READING PASSAGE below:

One finding that some might find shocking is that this form of warfare was common from the 1600s to the twentieth century on all continents and societies and was not the exclusive domain of European settler societies. Indigenous groups used against one another and the European invaders. Moreover, Europeans utilized environcide against each other, even during civil wars, as much as they did against peoples in Africa, the Americas, and Asia.
Another point he makes is that there is an element of human agency in the spread of disease. Smallpox, for example, did not kill so many millions of indigenous Americans solely because it entered a virgin environment. Instead, he contends, germs found susceptible hosts made more vulnerable to death from the hunger, violence, forced migration, and physical and emotional trauma caused by environcidal warfare and the destruction of environmental infrastructure.

End of READING PASSAGE.

**PROBLEM DETAILS:**
Please carry on the passage about environcidal warfare, beginning right after its final sentence.

INPUT DATA below:

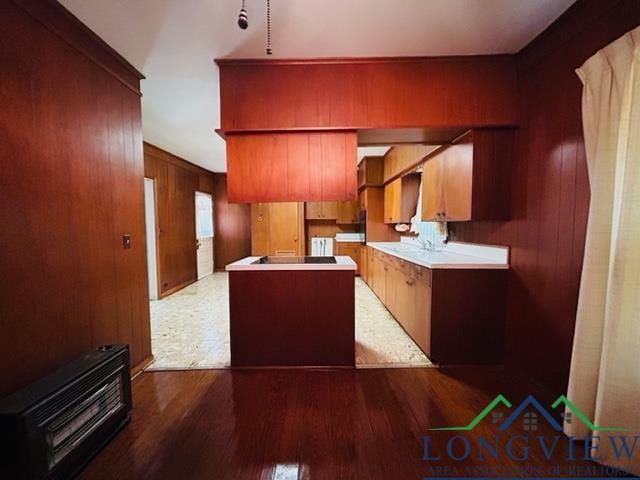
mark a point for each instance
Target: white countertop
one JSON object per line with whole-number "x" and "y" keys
{"x": 246, "y": 264}
{"x": 455, "y": 255}
{"x": 349, "y": 237}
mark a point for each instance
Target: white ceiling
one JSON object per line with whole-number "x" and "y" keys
{"x": 173, "y": 43}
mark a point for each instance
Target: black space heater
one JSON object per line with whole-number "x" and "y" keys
{"x": 52, "y": 428}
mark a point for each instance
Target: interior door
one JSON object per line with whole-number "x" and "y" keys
{"x": 204, "y": 234}
{"x": 284, "y": 229}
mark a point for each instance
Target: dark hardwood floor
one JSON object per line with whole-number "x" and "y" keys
{"x": 338, "y": 424}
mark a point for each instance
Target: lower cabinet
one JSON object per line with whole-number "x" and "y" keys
{"x": 350, "y": 250}
{"x": 456, "y": 316}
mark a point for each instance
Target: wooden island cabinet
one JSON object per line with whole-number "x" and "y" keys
{"x": 456, "y": 316}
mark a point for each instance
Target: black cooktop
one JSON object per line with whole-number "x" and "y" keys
{"x": 294, "y": 260}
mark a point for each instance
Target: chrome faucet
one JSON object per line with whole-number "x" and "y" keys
{"x": 425, "y": 244}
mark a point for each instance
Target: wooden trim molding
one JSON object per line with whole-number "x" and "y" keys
{"x": 576, "y": 19}
{"x": 57, "y": 19}
{"x": 356, "y": 60}
{"x": 138, "y": 368}
{"x": 166, "y": 293}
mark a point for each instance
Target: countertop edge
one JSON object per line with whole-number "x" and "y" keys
{"x": 345, "y": 263}
{"x": 441, "y": 266}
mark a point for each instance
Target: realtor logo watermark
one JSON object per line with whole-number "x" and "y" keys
{"x": 520, "y": 440}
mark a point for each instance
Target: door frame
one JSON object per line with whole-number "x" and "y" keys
{"x": 155, "y": 239}
{"x": 213, "y": 263}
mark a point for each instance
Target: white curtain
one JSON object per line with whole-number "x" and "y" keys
{"x": 605, "y": 369}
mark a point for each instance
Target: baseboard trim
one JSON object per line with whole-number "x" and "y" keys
{"x": 166, "y": 293}
{"x": 137, "y": 369}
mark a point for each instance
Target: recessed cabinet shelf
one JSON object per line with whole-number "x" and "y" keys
{"x": 469, "y": 180}
{"x": 401, "y": 198}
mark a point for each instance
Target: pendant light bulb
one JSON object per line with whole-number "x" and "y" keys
{"x": 243, "y": 19}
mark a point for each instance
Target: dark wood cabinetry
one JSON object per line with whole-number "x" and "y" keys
{"x": 350, "y": 250}
{"x": 367, "y": 93}
{"x": 456, "y": 316}
{"x": 285, "y": 167}
{"x": 371, "y": 172}
{"x": 321, "y": 210}
{"x": 277, "y": 229}
{"x": 471, "y": 179}
{"x": 348, "y": 212}
{"x": 401, "y": 198}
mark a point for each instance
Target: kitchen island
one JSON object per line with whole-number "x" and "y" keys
{"x": 292, "y": 311}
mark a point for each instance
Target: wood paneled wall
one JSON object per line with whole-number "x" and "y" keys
{"x": 550, "y": 186}
{"x": 292, "y": 167}
{"x": 368, "y": 93}
{"x": 176, "y": 181}
{"x": 71, "y": 185}
{"x": 232, "y": 225}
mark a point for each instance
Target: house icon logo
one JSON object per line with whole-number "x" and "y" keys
{"x": 531, "y": 411}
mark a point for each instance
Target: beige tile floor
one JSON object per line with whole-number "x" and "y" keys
{"x": 190, "y": 329}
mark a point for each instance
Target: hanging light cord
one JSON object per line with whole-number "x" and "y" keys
{"x": 269, "y": 27}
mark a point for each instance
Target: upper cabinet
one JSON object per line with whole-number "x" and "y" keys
{"x": 301, "y": 166}
{"x": 348, "y": 212}
{"x": 341, "y": 212}
{"x": 401, "y": 198}
{"x": 321, "y": 210}
{"x": 371, "y": 172}
{"x": 469, "y": 180}
{"x": 403, "y": 158}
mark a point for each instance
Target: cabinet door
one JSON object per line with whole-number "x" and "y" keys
{"x": 392, "y": 199}
{"x": 329, "y": 210}
{"x": 432, "y": 180}
{"x": 393, "y": 290}
{"x": 348, "y": 212}
{"x": 284, "y": 229}
{"x": 313, "y": 210}
{"x": 370, "y": 267}
{"x": 457, "y": 182}
{"x": 260, "y": 229}
{"x": 421, "y": 319}
{"x": 417, "y": 317}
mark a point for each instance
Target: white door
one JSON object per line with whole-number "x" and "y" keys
{"x": 150, "y": 230}
{"x": 204, "y": 233}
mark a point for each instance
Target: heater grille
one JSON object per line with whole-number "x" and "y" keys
{"x": 72, "y": 427}
{"x": 50, "y": 429}
{"x": 72, "y": 392}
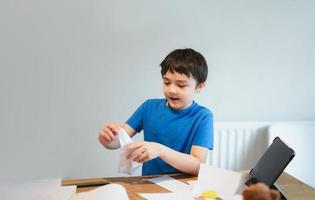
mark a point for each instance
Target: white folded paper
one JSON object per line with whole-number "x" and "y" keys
{"x": 126, "y": 166}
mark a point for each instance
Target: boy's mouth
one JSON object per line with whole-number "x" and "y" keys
{"x": 173, "y": 98}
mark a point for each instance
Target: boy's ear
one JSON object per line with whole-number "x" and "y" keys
{"x": 200, "y": 86}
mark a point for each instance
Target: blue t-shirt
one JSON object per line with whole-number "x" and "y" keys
{"x": 176, "y": 129}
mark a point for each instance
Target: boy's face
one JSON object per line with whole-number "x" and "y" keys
{"x": 180, "y": 89}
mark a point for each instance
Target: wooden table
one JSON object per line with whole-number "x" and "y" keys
{"x": 292, "y": 187}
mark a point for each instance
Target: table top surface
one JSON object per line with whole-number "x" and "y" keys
{"x": 291, "y": 187}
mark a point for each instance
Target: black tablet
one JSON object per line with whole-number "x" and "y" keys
{"x": 272, "y": 163}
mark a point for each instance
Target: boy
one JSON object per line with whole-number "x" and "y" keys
{"x": 177, "y": 131}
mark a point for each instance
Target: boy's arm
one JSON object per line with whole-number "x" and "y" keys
{"x": 187, "y": 163}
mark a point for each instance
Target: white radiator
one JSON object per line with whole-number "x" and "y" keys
{"x": 238, "y": 145}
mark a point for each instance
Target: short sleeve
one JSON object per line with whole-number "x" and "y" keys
{"x": 136, "y": 119}
{"x": 204, "y": 132}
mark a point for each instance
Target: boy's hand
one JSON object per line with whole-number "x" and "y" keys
{"x": 108, "y": 134}
{"x": 143, "y": 151}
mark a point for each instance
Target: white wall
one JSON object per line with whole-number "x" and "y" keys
{"x": 67, "y": 66}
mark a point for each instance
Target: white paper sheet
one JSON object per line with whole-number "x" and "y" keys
{"x": 110, "y": 191}
{"x": 179, "y": 195}
{"x": 126, "y": 166}
{"x": 170, "y": 183}
{"x": 224, "y": 182}
{"x": 36, "y": 190}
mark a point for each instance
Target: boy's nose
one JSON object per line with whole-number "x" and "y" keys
{"x": 173, "y": 90}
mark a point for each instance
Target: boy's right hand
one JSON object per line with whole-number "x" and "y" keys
{"x": 108, "y": 134}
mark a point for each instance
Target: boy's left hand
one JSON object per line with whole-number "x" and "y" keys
{"x": 143, "y": 151}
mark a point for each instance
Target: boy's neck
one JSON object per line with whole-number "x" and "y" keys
{"x": 167, "y": 104}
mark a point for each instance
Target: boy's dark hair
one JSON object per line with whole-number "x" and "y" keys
{"x": 186, "y": 61}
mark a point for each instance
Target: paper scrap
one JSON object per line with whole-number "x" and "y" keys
{"x": 170, "y": 183}
{"x": 224, "y": 182}
{"x": 110, "y": 191}
{"x": 179, "y": 195}
{"x": 50, "y": 189}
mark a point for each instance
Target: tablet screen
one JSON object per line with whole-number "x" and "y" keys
{"x": 272, "y": 163}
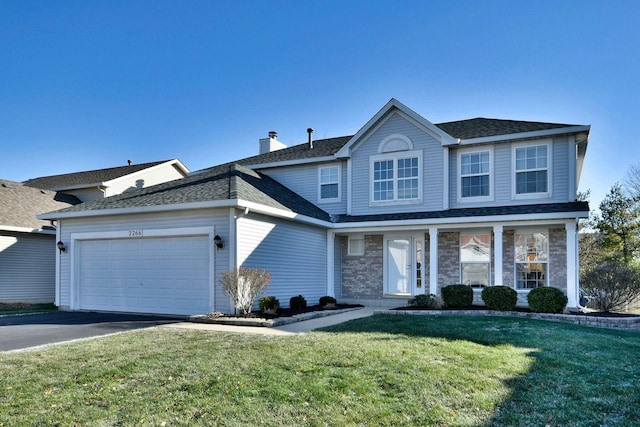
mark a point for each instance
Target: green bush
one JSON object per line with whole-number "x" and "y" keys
{"x": 547, "y": 300}
{"x": 269, "y": 304}
{"x": 457, "y": 296}
{"x": 297, "y": 302}
{"x": 327, "y": 301}
{"x": 424, "y": 301}
{"x": 501, "y": 298}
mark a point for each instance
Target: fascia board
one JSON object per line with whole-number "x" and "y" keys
{"x": 27, "y": 230}
{"x": 526, "y": 135}
{"x": 459, "y": 221}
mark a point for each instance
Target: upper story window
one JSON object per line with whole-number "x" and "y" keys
{"x": 329, "y": 184}
{"x": 474, "y": 182}
{"x": 531, "y": 172}
{"x": 396, "y": 173}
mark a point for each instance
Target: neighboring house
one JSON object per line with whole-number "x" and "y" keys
{"x": 401, "y": 208}
{"x": 27, "y": 244}
{"x": 101, "y": 183}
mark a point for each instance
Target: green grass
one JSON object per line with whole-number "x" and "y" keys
{"x": 7, "y": 309}
{"x": 383, "y": 370}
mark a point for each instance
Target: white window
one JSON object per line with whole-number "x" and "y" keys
{"x": 329, "y": 184}
{"x": 531, "y": 259}
{"x": 396, "y": 178}
{"x": 474, "y": 183}
{"x": 475, "y": 260}
{"x": 355, "y": 246}
{"x": 531, "y": 171}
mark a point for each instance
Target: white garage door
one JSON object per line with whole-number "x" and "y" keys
{"x": 163, "y": 275}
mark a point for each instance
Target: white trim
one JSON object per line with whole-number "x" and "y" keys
{"x": 459, "y": 176}
{"x": 338, "y": 198}
{"x": 395, "y": 156}
{"x": 523, "y": 135}
{"x": 542, "y": 195}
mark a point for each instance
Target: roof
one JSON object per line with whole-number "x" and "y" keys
{"x": 80, "y": 179}
{"x": 225, "y": 182}
{"x": 471, "y": 212}
{"x": 19, "y": 205}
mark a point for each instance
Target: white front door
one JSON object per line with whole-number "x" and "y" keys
{"x": 404, "y": 259}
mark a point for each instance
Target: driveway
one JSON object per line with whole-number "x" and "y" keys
{"x": 19, "y": 332}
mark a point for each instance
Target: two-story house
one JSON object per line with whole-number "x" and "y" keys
{"x": 401, "y": 208}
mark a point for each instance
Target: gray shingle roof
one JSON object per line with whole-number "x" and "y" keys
{"x": 87, "y": 177}
{"x": 19, "y": 204}
{"x": 225, "y": 182}
{"x": 471, "y": 212}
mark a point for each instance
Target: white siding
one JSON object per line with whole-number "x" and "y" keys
{"x": 219, "y": 219}
{"x": 145, "y": 178}
{"x": 27, "y": 267}
{"x": 432, "y": 168}
{"x": 294, "y": 254}
{"x": 303, "y": 180}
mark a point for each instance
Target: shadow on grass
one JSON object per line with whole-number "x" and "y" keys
{"x": 579, "y": 375}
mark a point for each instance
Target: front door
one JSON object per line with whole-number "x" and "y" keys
{"x": 403, "y": 265}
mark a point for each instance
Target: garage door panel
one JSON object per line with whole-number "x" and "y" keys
{"x": 149, "y": 275}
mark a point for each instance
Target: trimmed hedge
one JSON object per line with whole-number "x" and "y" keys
{"x": 297, "y": 302}
{"x": 547, "y": 300}
{"x": 457, "y": 296}
{"x": 500, "y": 298}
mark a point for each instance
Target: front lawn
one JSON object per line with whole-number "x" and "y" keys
{"x": 382, "y": 370}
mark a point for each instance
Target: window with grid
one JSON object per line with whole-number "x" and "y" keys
{"x": 475, "y": 174}
{"x": 532, "y": 169}
{"x": 531, "y": 260}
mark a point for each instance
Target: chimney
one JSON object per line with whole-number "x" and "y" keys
{"x": 271, "y": 143}
{"x": 310, "y": 131}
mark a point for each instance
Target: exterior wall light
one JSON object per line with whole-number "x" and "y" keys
{"x": 218, "y": 241}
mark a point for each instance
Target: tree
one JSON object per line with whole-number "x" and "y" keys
{"x": 619, "y": 224}
{"x": 243, "y": 285}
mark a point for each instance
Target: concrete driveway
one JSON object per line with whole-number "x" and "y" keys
{"x": 20, "y": 332}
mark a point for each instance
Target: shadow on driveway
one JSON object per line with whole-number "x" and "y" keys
{"x": 20, "y": 332}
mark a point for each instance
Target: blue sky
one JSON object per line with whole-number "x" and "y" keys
{"x": 90, "y": 84}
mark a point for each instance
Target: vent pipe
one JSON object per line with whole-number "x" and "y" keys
{"x": 310, "y": 131}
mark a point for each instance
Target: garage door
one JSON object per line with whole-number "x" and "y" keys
{"x": 163, "y": 275}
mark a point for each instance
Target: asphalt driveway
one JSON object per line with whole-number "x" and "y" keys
{"x": 19, "y": 332}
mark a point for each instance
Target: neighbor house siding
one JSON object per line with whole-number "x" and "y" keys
{"x": 432, "y": 169}
{"x": 219, "y": 219}
{"x": 294, "y": 254}
{"x": 27, "y": 267}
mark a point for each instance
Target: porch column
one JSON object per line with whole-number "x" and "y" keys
{"x": 498, "y": 258}
{"x": 571, "y": 228}
{"x": 433, "y": 260}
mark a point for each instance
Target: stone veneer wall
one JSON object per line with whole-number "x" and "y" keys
{"x": 362, "y": 276}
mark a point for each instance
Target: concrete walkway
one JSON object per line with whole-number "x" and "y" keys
{"x": 290, "y": 329}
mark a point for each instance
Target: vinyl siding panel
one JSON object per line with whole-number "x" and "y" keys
{"x": 143, "y": 179}
{"x": 218, "y": 218}
{"x": 27, "y": 267}
{"x": 294, "y": 254}
{"x": 432, "y": 168}
{"x": 303, "y": 180}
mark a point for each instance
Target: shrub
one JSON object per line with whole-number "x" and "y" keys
{"x": 243, "y": 285}
{"x": 297, "y": 302}
{"x": 457, "y": 296}
{"x": 328, "y": 301}
{"x": 547, "y": 300}
{"x": 424, "y": 301}
{"x": 611, "y": 284}
{"x": 501, "y": 298}
{"x": 269, "y": 304}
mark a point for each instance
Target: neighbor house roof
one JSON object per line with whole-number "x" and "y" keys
{"x": 19, "y": 205}
{"x": 226, "y": 182}
{"x": 86, "y": 178}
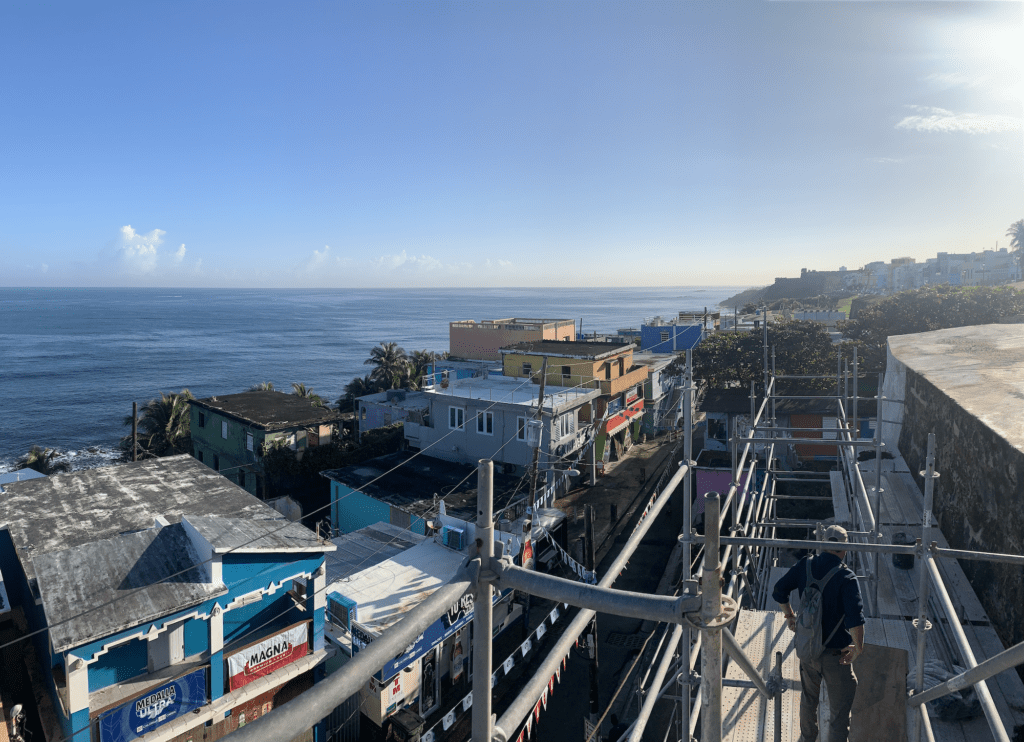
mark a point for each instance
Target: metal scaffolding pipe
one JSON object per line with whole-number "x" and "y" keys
{"x": 523, "y": 703}
{"x": 483, "y": 618}
{"x": 987, "y": 705}
{"x": 320, "y": 700}
{"x": 668, "y": 609}
{"x": 992, "y": 666}
{"x": 663, "y": 668}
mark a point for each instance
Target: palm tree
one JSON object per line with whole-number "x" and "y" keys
{"x": 1016, "y": 234}
{"x": 305, "y": 392}
{"x": 41, "y": 460}
{"x": 355, "y": 389}
{"x": 419, "y": 364}
{"x": 163, "y": 426}
{"x": 390, "y": 361}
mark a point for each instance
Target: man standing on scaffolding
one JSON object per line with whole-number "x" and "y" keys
{"x": 842, "y": 626}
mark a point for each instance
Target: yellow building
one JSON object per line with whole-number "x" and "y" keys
{"x": 607, "y": 366}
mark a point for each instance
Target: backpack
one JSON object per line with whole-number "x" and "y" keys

End of INPUT DATA.

**FINAL ANSWER:**
Professor Emmanuel Kreike presents us with a must read for anyone interested in how changes in the environment impact human societies. While focusing in his research on how the human conduct of war has directly affected past populations and their environment, especially when military forces directly target that populations agricultural lands and infrastructure. The findings from his historical studies are equally of interest to anyone studying how human populations may be affected by dramatic future climate change. The "case studies" include 16th and 17th Century Netherlands during the wars with Spain and Austria (and the Thirty Years War), the 16th Century Spanish conquests of Central and South America and their forays into North America, the expansion of European Settlers in North America, the 19th Century Dutch campaigns in the Indies, and the 19th Century colonial campaigns in Angola and Namibia by Portugal and Germany. Covering all of this material on just over 400 pages of text, supported by just under 100 pages of end notes, offers fair evidence that is a serious work. Fortunately, the author's prose is clear and easy to read even if the subject matter is not always the same. This is a must read for students of war and warfare as well as those interested in historical accounts of how populations responded to dramatic environmental change.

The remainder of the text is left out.